→ SHORT EXERCISE: Copy the stretch of the court appeal heading from "Appeal from the" through "-- A -- 1978." word for word.

→ PROVIDED TEXT:
★ ★ ★ ★ ★ ★ ★
Appeal from the Order of the Court of Common Pleas of Erie County in the case of Commonwealth of Pennsylvania ex rel. Mario Bagnoni, Councilman of the City of Erie, on his own behalf and on behalf of all property owners of the City of Erie v. James E. Klemm, City Clerk, The City of Erie, Mayor Louis J. Tullio, No. 3048 -- A -- 1978.
George M. Schroeck, for appellant.
Donald J. Rogala, City Solicitor, with him Lawrence L. Kinter, Deputy City Solicitor, for appellees.
Judges Mencer, Rogers and Williams, Jr., sitting as a panel of three. Opinion by Judge Mencer.
★ ★ ★ ★ ★ ★ ★
→ MATERIAL:
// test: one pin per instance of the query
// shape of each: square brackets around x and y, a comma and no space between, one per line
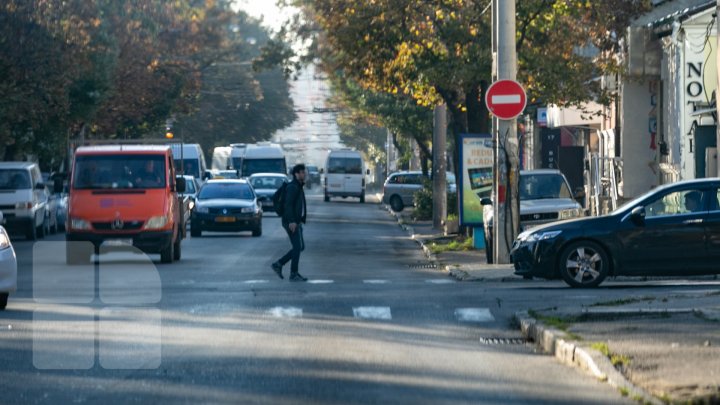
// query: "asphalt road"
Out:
★ ★ ★ ★ ★ ★ ★
→ RESPONSE TO THIS EXERCISE:
Appeal from the Order of the Court of Common Pleas of Erie County in the case of Commonwealth of Pennsylvania ex rel. Mario Bagnoni, Councilman of the City of Erie, on his own behalf and on behalf of all property owners of the City of Erie v. James E. Klemm, City Clerk, The City of Erie, Mayor Louis J. Tullio, No. 3048 -- A -- 1978.